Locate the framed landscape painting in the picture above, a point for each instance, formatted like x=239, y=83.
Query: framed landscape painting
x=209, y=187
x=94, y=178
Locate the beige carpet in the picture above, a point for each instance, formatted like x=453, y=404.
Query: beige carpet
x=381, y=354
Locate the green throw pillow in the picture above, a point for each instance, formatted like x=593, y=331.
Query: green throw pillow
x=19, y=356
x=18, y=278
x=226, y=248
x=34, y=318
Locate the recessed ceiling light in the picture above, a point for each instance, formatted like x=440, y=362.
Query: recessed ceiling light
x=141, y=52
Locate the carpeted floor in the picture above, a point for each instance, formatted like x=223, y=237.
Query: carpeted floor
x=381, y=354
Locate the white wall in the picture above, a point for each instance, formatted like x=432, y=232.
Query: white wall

————

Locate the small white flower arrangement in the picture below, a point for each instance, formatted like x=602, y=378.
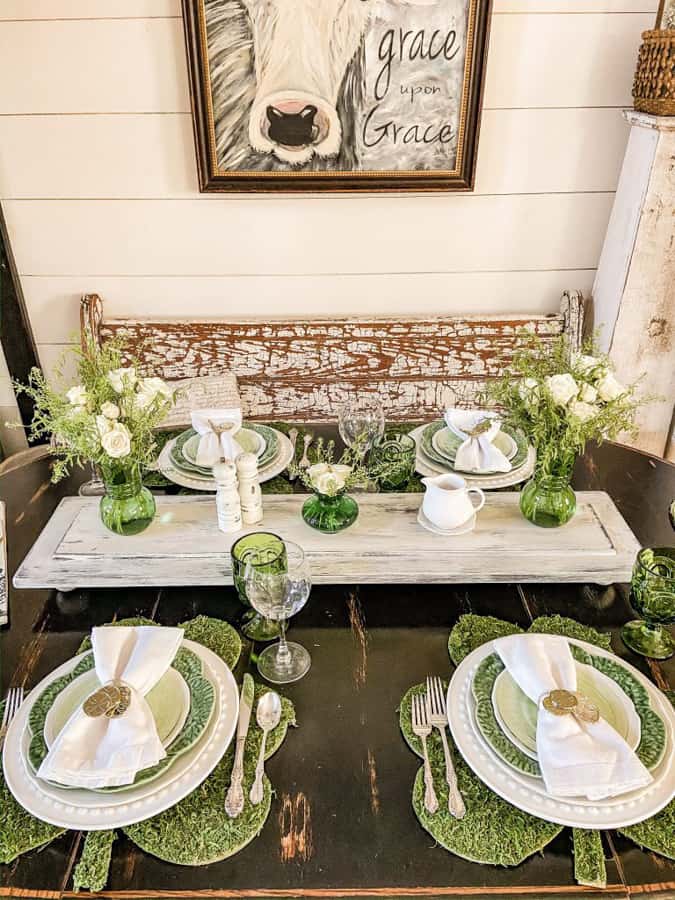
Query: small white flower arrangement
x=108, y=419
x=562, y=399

————

### What to do
Looking back over the data above, restate word for word the lines that begin at the line with "Locate the carpeted" and end at the line with "Query: white wall", inclusive.

### Result of this exercise
Locate the carpeted floor in the picture above, a point for each instance, formatted like x=223, y=237.
Query: carpeted floor
x=381, y=354
Locate the white wall in the picture above, a point for each instance, formatted like x=432, y=232.
Query: white wall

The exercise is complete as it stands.